**Aufgabenbeschreibung**:
Gib bitte die Zeilen von der Zeile mit "one marker per instance, written like [424,57]" bis einschließlich zum Ende der Daten noch einmal wieder und tausche dabei "suburban" gegen "rural" aus. Alles andere bleibt unverändert.

**Auszug aus dem Datensatz**:
◆ ◆ ◆ ◆

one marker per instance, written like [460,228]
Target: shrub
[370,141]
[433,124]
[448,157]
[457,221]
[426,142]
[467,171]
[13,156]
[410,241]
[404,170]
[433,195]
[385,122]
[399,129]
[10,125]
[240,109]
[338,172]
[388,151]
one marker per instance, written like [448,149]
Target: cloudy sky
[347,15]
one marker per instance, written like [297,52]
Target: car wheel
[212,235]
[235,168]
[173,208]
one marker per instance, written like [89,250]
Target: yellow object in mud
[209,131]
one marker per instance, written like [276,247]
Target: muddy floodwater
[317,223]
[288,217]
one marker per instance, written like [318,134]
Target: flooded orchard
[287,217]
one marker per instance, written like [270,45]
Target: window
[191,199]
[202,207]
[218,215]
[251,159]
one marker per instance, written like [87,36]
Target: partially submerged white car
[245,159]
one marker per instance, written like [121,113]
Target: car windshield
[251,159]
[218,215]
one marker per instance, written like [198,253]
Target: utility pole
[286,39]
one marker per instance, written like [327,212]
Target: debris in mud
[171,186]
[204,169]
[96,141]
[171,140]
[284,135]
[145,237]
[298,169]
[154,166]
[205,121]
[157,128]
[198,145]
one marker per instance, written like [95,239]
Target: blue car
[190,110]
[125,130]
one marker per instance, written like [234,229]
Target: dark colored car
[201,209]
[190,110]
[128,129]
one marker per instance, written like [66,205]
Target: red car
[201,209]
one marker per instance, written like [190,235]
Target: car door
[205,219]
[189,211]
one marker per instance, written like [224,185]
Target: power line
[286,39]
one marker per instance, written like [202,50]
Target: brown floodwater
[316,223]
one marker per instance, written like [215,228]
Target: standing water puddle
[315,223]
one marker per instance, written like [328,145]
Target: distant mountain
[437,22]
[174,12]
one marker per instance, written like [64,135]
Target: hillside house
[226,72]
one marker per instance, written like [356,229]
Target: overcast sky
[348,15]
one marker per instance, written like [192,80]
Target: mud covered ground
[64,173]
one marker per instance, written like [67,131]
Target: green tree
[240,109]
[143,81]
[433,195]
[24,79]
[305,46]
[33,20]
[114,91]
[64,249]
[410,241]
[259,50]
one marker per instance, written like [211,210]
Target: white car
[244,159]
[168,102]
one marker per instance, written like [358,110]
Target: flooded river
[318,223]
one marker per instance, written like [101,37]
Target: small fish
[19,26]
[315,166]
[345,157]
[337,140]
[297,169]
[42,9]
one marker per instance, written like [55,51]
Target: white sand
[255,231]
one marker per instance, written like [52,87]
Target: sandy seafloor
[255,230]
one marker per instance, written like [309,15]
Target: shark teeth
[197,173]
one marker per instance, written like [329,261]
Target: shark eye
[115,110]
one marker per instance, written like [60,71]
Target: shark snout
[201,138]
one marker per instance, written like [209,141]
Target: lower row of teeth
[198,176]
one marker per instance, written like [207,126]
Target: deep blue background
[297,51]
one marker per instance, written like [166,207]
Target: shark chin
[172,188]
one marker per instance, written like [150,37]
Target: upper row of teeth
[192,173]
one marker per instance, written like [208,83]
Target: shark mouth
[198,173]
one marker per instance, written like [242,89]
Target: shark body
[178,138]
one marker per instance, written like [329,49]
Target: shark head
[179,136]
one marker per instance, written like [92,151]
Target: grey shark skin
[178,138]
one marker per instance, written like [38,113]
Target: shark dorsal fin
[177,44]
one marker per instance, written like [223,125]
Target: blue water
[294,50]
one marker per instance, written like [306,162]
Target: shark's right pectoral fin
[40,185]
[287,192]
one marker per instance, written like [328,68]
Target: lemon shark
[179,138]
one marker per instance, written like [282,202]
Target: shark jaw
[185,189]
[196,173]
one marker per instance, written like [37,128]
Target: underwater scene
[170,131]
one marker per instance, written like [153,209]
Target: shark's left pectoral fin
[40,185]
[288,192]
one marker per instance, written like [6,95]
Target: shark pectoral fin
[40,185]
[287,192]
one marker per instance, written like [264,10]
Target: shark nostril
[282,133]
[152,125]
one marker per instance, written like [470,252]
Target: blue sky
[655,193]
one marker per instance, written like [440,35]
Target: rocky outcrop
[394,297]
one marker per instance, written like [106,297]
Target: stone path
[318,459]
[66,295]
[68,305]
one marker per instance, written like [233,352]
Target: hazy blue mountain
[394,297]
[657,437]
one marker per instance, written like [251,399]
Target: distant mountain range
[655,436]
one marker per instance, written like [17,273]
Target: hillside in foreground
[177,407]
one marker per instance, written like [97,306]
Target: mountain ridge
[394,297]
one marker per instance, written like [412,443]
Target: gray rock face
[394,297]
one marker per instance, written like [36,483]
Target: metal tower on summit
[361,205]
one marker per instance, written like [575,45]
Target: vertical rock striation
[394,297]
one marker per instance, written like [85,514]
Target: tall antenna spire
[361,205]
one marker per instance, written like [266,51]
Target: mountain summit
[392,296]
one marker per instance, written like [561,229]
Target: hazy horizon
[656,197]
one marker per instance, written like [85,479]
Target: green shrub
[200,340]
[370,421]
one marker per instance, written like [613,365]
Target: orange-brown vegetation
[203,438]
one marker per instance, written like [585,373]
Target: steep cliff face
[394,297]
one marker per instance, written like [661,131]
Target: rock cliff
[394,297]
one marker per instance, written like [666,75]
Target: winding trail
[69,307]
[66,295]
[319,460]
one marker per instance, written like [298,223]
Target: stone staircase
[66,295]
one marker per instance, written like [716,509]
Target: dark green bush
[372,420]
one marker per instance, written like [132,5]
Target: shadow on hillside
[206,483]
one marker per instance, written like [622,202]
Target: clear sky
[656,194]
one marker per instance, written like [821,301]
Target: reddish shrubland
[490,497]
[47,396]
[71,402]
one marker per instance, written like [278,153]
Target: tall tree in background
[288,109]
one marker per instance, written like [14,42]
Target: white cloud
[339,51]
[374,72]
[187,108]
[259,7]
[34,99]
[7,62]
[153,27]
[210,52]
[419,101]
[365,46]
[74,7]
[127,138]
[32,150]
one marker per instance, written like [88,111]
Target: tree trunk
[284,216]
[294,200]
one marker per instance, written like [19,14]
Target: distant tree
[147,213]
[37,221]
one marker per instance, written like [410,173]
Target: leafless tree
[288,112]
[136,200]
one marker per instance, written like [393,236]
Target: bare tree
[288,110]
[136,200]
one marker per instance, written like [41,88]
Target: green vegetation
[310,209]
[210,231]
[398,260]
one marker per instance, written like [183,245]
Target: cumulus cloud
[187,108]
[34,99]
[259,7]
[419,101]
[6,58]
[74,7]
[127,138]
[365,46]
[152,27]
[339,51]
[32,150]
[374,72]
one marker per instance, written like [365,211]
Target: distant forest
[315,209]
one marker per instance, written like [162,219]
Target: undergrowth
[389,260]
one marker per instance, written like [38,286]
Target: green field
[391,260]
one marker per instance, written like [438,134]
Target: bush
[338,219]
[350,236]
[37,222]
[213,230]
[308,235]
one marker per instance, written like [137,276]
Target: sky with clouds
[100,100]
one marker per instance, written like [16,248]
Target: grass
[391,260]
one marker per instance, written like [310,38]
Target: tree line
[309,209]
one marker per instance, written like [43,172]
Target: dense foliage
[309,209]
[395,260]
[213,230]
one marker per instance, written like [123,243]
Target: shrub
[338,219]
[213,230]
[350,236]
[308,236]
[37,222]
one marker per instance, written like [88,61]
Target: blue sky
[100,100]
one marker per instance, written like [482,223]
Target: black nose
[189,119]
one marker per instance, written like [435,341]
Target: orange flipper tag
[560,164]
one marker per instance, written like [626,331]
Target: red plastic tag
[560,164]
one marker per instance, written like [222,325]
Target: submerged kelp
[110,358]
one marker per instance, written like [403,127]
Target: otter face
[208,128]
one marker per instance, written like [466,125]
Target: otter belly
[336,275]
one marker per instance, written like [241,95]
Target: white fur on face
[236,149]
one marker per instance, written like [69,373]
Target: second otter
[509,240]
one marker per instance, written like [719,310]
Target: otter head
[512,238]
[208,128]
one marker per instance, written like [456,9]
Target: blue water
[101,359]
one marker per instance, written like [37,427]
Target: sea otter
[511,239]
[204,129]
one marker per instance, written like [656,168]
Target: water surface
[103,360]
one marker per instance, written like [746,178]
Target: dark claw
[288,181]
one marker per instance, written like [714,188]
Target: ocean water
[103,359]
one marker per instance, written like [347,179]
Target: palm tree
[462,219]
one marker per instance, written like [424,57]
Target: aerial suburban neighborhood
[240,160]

◆ ◆ ◆ ◆

**Antwort zur Aufgabe**:
one marker per instance, written like [424,57]
Target: aerial rural neighborhood
[240,160]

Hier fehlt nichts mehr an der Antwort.